Stored data entries

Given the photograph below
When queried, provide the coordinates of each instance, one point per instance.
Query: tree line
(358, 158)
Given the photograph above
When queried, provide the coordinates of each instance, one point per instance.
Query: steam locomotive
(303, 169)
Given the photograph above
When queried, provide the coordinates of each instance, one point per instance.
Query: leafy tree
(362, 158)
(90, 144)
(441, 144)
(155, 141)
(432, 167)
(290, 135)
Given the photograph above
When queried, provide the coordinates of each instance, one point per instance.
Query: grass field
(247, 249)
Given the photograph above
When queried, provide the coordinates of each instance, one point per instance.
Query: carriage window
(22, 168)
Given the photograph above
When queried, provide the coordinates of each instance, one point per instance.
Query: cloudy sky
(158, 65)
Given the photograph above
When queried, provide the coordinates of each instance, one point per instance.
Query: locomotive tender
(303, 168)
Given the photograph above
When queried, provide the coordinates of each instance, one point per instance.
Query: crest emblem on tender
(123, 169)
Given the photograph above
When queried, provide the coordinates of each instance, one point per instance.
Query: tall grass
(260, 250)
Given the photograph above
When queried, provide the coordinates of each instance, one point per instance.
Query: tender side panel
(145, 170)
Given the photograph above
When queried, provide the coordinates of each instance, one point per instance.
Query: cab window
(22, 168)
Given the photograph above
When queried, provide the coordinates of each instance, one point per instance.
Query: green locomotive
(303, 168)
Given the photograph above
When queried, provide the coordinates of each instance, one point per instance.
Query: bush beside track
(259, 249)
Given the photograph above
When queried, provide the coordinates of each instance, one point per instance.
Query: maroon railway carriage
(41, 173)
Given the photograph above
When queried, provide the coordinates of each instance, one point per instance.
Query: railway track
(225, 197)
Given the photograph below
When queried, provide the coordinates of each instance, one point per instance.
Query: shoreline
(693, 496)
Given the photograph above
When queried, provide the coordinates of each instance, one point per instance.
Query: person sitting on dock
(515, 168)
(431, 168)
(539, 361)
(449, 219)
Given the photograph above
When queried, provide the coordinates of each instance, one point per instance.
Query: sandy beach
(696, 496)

• [REQUIRED ACTION]: Each record must be output word for word.

• [FINISHED EXERCISE]:
Given the photograph below
When queried, provide the coordinates of each instance, one point per instance.
Query: tree line
(358, 158)
Given the photograph above
When queried, provide the coordinates of each instance, one point per instance.
Query: steam locomotive
(303, 169)
Given the photograph above
When queried, provide the coordinates of each instance, one point per instance.
Query: leafy tree
(362, 158)
(90, 144)
(441, 144)
(155, 141)
(432, 167)
(290, 135)
Given the photograph above
When queried, provide the coordinates of each instance, one point per instance.
Query: grass field
(247, 249)
Given the photograph above
When queried, provide the coordinates of each instance, one point per instance.
Query: carriage window
(22, 168)
Given the photograph above
When queried, provide the coordinates of each instance, one point per instance.
Query: cloudy sky
(158, 65)
Given the photograph above
When queried, provide the coordinates of each instance, one point per instance.
Query: locomotive tender
(303, 168)
Given the photograph above
When queried, provide the coordinates of each instance, one point per instance.
Query: crest emblem on tender
(123, 169)
Given the photograph above
When queried, provide the coordinates of each instance, one point per instance.
Query: tall grass
(260, 250)
Given the photograph above
When queried, provide the coordinates of each instance, one point per instance.
Query: tender side panel
(145, 170)
Given the photograph above
When queried, provide the coordinates of each instance, one point per instance.
Query: cab window
(22, 168)
Given the photograph above
When queried, provide the coordinates of each instance, one point per instance.
Query: green locomotive
(303, 168)
Given the photograph above
When queried, provide the coordinates of each instance, one point per instance.
Query: bush beside track
(259, 249)
Given the photograph above
When queried, provide the coordinates of each instance, one point per instance.
Query: maroon railway carriage
(41, 173)
Given the photograph above
When queried, provide the coordinates of each instance, one point per instance.
Query: railway track
(225, 197)
Given the photograph below
When queried, provide the coordinates of each instance, one point per instance.
Query: shoreline
(693, 496)
Given the photograph above
When queried, provide the coordinates of each instance, one point per instance.
Query: person sitting on dock
(515, 168)
(431, 168)
(539, 361)
(449, 219)
Given the photograph above
When queried, provide the coordinates of each instance, one point per instance.
Query: sandy beach
(696, 496)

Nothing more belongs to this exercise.